Text section:
----

Grundnorm Under Nigerian Military Dictatorship

What is the Grundnorm under military administration in Nigeria? Is it still the Constitution? Obviously, the Grundnorm in a military administration is different from that during a civilian rule. We shall now consider the effect (on supremacy of our Constitutions) of the Decrees with which the military authorities came into power and changed the existing legal order, usually christened “Constitution (Suspension and Modification) Decree.” 

On Saturday, 15 January 1966, a coup d’etat resulted in a successful military take-over of the Federal Government of Nigeria. Consequently, the Constitution (Suspension and Modification) Decree No. 1 of 1966 was promulgated[11] to confer legitimacy on the new regime, and to suspend and modify several provisions of the 1963 Constitution. Section 1 of the said Decree provided thus:

      1. (1) The provisions of the Constitution of the Federation[12]mentioned in Schedule 1 of this Decree are hereby suspended.

(2) Subject to this and any other Decree, the provisions of the Constitution of the Federation which are not suspended by subsection (1) above shall have effect subject to the modifications specified in Schedule 2 of this Decree.

By incorporating the specific modification by the said Decree[13] into section 1 (the supremacy provision) of the 1963 Constitution, the said section 1 was modified by adding a proviso as follows:

      1. The Constitution shall have the force of law throughout Nigeria and if any other law (including the Constitution of a Region) is inconsistent with the Constitution, this Constitution shall prevail and the other law shall, to the extent of the inconsistency be void:

      Provided that this Constitution shall not prevail over a Decree, and nothing in this Constitution shall render any provision of a Decree void to any extent whatsoever.

----

Requirements:
1) List the aims for which, according to the text on the Grundnorm under Nigerian military rule, the Constitution (Suspension and Modification) Decree No. 1 of 1966 was promulgated.
2) Write the next part of the text on the Grundnorm under Nigerian military rule, picking up right after the proviso that ends it.

Dataset excerpts:
----

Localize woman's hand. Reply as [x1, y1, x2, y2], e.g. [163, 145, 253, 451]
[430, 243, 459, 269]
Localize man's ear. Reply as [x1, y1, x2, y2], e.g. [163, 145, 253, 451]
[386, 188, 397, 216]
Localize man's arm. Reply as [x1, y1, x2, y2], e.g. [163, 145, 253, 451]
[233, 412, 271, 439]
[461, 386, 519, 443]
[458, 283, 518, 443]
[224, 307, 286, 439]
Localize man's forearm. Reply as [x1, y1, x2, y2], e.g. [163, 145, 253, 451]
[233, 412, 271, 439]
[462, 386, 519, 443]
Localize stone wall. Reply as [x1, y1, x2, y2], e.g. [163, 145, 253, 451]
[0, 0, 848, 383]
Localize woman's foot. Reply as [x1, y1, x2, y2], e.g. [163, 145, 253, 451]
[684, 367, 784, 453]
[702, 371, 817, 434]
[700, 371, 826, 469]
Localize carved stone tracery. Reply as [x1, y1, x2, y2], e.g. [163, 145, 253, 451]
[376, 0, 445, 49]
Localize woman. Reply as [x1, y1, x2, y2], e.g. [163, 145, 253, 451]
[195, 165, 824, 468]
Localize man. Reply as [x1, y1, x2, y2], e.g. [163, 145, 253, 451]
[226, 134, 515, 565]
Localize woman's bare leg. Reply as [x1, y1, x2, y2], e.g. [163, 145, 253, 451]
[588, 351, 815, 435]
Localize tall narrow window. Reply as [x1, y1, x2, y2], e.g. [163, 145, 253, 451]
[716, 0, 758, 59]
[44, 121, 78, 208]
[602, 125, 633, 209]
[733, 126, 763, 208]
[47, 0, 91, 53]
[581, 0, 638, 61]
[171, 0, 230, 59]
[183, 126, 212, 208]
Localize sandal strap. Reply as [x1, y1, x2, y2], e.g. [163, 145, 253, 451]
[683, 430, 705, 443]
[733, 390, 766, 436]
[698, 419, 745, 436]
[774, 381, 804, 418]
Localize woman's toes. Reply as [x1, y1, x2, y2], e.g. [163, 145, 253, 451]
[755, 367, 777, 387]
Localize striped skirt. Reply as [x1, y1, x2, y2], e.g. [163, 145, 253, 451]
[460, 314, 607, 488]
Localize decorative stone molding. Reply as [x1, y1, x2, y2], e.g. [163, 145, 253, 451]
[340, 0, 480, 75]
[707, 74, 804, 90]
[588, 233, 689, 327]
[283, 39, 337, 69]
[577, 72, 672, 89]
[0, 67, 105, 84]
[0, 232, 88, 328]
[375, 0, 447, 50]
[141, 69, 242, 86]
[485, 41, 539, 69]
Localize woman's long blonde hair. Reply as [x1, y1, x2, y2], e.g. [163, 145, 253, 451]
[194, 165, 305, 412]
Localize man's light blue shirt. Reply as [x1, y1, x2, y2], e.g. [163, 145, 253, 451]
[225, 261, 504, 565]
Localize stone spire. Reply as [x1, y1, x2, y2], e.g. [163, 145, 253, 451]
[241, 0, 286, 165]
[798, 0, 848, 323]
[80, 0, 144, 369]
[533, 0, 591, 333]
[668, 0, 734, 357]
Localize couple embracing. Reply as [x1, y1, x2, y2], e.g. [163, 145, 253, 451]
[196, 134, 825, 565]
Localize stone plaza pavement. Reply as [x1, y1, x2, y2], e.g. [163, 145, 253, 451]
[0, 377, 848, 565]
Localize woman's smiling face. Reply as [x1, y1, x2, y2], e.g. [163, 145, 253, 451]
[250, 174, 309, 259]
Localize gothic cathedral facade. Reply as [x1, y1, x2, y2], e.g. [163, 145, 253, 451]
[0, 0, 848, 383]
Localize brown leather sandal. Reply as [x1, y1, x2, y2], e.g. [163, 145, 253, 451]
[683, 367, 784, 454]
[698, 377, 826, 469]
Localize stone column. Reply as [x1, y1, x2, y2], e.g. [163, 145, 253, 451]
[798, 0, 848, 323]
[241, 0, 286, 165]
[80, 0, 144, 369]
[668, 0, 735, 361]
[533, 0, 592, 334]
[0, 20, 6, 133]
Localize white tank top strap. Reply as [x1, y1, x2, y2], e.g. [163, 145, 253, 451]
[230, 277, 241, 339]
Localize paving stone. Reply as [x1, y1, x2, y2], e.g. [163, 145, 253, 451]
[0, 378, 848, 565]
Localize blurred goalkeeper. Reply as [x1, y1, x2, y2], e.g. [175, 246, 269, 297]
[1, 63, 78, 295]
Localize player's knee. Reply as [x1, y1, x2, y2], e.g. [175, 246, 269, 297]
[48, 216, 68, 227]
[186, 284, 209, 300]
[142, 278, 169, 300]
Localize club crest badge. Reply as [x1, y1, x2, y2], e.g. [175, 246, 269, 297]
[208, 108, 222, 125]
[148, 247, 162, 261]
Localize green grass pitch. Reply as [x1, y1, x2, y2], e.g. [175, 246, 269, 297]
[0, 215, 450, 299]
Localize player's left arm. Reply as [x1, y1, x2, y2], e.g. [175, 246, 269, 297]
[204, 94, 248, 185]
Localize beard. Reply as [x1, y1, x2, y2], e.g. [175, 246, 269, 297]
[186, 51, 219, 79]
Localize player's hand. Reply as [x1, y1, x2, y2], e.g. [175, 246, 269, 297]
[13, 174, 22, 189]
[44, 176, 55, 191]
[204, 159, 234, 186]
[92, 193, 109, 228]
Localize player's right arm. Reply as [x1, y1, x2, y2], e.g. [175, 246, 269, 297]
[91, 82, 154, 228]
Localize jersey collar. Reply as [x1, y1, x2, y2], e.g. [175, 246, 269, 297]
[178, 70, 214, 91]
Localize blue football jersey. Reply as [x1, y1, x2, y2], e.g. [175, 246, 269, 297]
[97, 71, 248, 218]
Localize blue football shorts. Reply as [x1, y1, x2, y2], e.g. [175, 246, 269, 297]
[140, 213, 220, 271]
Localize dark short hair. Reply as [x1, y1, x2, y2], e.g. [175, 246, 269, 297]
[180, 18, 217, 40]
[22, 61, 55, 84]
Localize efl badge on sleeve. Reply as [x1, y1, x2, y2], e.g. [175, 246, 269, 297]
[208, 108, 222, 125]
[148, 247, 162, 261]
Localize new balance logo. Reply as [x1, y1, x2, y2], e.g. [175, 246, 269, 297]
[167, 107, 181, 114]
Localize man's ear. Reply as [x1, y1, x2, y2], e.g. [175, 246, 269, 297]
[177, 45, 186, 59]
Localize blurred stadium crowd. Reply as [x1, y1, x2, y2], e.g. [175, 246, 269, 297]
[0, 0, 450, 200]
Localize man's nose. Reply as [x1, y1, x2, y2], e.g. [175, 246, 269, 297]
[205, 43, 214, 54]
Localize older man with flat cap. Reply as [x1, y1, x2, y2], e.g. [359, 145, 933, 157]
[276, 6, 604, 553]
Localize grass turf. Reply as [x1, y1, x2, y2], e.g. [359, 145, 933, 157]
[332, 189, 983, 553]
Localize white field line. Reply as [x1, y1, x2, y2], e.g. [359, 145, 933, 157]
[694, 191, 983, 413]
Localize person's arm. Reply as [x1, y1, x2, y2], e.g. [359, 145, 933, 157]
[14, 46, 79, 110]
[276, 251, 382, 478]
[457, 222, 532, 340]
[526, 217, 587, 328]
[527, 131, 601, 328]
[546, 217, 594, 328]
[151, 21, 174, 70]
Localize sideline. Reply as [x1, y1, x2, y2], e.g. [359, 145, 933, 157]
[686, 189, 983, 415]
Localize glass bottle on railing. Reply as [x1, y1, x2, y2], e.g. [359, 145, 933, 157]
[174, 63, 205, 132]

----

Per-task outputs:
1)
- To confer legitimacy on the new regime
- To suspend several provisions of the 1963 Constitution
- To modify several provisions of the 1963 Constitution

2)
Consequently, the supremacy of the 1963 Constitution was impeached, nay, destroyed by Decree No. 1 of 1966, since it could not prevail over a Decree nor render any provision of a Decree void to any extent whatsoever.

But quite surprisingly, the Supreme Court took a different position in the celebrated case of Lakanmi v Attorney-General (West) (1970) 6 NSCC 143, the facts of which we now briefly rehearse. The property of the Appellants were confiscated pursuant to, inter alia, the Forfeiture of Assets etc. (Validation) Decree No. 45 of 1968. The Appellants contended that the decree was ultra vires the 1963 Constitution (then amended by Decree No. 1 of 1966). The argument of the Appellants for the invalidation of the said Decree was that the Military Government was not a revolutionary one, but that what happened in January 1966 was a “hand-over of government,” and therefore did not establish a new Grundnorm in the Kelsenian sense. The Supreme Court upheld the     Appellants’ contention, and declared the 1963 Constitution the Grundnorm. The decision, with the greatest respect, appears to be invalid in the light of the said amendment of section 1(1) of the 1963 Constitution by Decree No. 1 of 1966.

Consistent with expectation, the decision in Lakanmi’s case was indeed a flagrant affront to the then Military Government. And just few days later, the Federal Military Government promulgated the Federal Military Government (Supremacy and Enforcement of Powers) Decree No. 28 of 1970 that annulled the said decision of the Supreme Court. The Decree proclaimed a very long preamble which formed a part of itself, providing that what happened on 15 January, and 29 July 1966 were military revolutions, “which effectively abrogated the whole pre-existing legal order,” thus making it abundantly clear that the Grundnorm in Nigeria during that period was the Constitution (Suspension and Modification) Decree No. 1 of 1966, and not the 1963 Constitution. Every military Government is a shame to society, as it is clearly unconstitutional.

Indeed, after a careful analysis of the Lakanmi’s case, one cannot but conclude that the Grundnorm in Nigeria during the period in question (17 January 1966[14] to 28 July 1975[15]) was the Constitution (Suspension and Modification) Decree No. 1 of 1966 – a conclusion beyond controversy.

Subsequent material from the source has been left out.